** START Source document **

I want them all, One of each color would do me fine.


----------



## irnfit (Nov 21, 2006)

When I first started looking, I wanted a b/w. Then I saw Kodi, and it didn't matter that he was gold and white. #2 Hav is my b/w. And now I would love a sable, chocolate or all black. I guess they are all my favorites!!!!!!!


----------



## LuvMyHavanese (Apr 13, 2007)

I tend to gravitate towards the lighter colors. I have 2 lighter colored ones where one is a brindle & the other a sable with beautiful reds, golds, creames etc... Dreamer is a black/white parti.
I never wanted an all black one. Though beautiful, I didnt like the idea of not being able to see their skin clearly for anything that could be wrong etc...like sores, ticks etc,....


----------



## Paige (Sep 12, 2006)

lbkar said:


> I want them all, One of each color would do me fine.


I'm with you, one of each color will do.


----------



## The Fussy Puppy Gang (May 21, 2007)

When we first started looking at Havs, I would've said my favorite color was the black/white. That's why we were so excited that Pepper was black/white.

Now we know SO much more about the rainbow of Hav colors that I couldn't choose one. Even Pepper is changing into something more beautiful. The black part of his coat is changing to a gorgeous gun metal blue. It's very noticeable in the sunlight and when we blow dry him.

I will say that the reds and parti colors have really caught my eye, but they really are ALL beautiful.

Wanda


----------



## Lina (Apr 26, 2007)

Reds and chocolates have always caught my eye but once I had Kubrick (who has pretty much every color of a Hav on him) I decided he was the one with my favorite color! 

I do love them all, though! :grouphug:


----------



## Havtahava (Aug 20, 2006)

Oh gosh - that's a really hard question.

I love a striking black & white parti. 
I love black & tans.
I love white & silver.
And Kohana & Sissy have gotten me loving the cream & gold.
I love the black for grooming purposes, but not so much for the visual attraction.

Oh heck, I love almost all of them. There are only a few that make me do a double-take and those are few and far between.

** END Source document **
** START Given data **

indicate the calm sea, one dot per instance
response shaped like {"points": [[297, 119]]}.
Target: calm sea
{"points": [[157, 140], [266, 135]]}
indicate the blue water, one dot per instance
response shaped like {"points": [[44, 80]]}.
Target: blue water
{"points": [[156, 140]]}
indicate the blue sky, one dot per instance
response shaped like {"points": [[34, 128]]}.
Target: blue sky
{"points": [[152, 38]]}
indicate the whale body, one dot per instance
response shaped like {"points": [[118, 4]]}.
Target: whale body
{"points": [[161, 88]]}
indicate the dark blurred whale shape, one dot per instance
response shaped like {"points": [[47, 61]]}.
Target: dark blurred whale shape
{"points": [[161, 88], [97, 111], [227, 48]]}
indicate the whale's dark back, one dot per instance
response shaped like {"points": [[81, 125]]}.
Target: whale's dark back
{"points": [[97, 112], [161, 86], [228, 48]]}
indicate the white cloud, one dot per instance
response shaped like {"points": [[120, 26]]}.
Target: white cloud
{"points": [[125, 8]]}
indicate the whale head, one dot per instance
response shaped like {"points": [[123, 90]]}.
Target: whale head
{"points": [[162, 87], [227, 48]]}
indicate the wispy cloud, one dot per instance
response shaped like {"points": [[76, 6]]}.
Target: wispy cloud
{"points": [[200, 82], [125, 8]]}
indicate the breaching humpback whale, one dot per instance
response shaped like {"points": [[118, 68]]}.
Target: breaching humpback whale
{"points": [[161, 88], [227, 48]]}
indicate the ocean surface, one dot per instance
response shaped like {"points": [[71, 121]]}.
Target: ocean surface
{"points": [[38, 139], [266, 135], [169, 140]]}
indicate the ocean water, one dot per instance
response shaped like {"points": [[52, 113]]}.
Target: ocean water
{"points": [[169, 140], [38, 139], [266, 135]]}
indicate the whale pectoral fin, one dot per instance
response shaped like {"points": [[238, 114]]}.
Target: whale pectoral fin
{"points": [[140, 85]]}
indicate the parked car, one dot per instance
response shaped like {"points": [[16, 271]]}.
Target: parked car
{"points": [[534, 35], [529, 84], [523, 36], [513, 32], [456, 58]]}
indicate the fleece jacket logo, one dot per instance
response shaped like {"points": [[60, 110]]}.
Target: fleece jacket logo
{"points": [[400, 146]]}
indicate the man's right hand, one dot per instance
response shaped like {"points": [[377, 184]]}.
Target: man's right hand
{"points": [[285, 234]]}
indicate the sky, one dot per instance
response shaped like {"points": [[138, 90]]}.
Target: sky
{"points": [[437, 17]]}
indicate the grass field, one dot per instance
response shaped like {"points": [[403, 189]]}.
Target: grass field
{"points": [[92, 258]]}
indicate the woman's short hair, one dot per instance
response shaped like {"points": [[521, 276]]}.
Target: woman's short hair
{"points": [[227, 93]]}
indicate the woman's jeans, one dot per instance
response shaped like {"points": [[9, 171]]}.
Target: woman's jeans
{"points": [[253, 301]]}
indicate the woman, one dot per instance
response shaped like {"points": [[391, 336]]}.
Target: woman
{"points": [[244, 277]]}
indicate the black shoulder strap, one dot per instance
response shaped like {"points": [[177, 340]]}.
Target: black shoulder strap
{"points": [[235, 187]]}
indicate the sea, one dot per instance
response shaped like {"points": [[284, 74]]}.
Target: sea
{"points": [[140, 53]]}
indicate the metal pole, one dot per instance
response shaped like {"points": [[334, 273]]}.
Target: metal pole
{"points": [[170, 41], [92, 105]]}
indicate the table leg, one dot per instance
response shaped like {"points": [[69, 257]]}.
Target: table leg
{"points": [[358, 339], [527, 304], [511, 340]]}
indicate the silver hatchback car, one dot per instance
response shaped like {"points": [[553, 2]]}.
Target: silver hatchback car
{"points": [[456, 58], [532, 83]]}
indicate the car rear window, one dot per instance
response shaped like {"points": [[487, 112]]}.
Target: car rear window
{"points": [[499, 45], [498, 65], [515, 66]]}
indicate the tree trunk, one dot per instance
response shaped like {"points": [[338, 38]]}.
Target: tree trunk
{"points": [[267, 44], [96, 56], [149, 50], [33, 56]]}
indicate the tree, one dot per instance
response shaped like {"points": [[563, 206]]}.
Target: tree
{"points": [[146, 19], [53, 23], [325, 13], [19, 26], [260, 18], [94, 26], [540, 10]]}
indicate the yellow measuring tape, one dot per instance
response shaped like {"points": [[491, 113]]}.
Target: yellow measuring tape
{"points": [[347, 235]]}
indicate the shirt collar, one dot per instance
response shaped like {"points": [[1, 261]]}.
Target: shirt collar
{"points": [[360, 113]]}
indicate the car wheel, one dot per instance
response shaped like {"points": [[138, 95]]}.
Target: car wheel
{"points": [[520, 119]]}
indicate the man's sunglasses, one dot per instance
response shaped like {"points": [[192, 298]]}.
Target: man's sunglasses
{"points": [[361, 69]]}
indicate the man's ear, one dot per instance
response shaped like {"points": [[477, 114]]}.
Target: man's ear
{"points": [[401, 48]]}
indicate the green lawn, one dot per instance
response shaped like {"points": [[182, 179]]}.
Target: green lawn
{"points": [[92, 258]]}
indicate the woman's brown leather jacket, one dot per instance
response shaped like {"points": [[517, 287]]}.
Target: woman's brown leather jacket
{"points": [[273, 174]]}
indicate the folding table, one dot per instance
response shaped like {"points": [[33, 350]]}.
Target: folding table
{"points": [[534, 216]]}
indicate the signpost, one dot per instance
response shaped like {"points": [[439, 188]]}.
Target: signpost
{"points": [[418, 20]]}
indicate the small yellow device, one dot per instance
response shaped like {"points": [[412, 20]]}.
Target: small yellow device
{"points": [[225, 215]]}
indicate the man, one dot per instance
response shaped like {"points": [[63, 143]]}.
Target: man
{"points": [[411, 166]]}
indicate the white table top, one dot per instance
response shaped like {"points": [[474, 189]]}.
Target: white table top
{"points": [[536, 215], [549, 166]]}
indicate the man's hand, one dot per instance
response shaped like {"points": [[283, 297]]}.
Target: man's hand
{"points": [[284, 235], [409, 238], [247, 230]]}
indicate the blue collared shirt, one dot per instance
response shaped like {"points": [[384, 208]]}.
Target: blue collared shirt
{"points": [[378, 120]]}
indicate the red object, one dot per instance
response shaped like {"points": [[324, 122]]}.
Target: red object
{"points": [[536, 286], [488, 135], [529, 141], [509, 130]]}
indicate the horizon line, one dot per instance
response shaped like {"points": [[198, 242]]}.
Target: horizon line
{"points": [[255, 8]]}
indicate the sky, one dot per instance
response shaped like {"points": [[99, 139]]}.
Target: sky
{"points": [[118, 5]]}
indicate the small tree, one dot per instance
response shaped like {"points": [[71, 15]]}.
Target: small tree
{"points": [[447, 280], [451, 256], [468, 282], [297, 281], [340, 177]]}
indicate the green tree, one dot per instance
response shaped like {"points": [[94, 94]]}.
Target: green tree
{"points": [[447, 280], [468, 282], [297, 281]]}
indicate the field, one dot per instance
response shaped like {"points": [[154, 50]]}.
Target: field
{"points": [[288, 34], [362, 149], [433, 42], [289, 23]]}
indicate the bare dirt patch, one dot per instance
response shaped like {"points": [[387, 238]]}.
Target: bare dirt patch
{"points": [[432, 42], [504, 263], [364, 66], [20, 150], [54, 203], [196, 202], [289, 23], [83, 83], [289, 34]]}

** END Given data **

- [Required actions]:
1. In the forum thread about Havanese coat colors, what is the black part of Pepper's coat changing into?
2. Render this sentence from the Havanese color thread in Spanish: "I tend to gravitate towards the lighter colors."
3. Write the next part of the forum thread on Havanese coat colors, picking up after its final sentence.

- [Solved tasks]:
1. A gorgeous gun metal blue.

2. Tiendo a inclinarme por los colores más claros.

3.
----------



## TnTWalter (May 9, 2007)

When I was saving pics of havanese, I tended to save the sables that keep their coloring. That seems to be the look I'm drawn too. I also love the idea of the havana brown and irish pied.

Of course Winston is losing most of his coloring [sigh] but I'm ever hopeful as his dad retained his ears and his mom is mostly black. I love when he's wet because his back is apricot and silver/black.


----------



## Amy R. (Jul 1, 2007)

I love the white/creme with apricot highlights. Obviously. Seems classic to me. I like seeing Biscuit's face so clearly, with the contrasting eyes and nose. His face is so expressive and easy to read.

But now I really am yearning for a black and white parti. Honestly, though, it's SO much fun to see all the possible combos on this forum. There are so many different beautiful variations on this Forum, so many gorgeous pups & dogs. What a stunning breed, wow! It's really like getting to have every color of the rainbow vicariously. That's why I enjoy everyone's pix that they post so much!


----------



## DAJsMom (Oct 27, 2006)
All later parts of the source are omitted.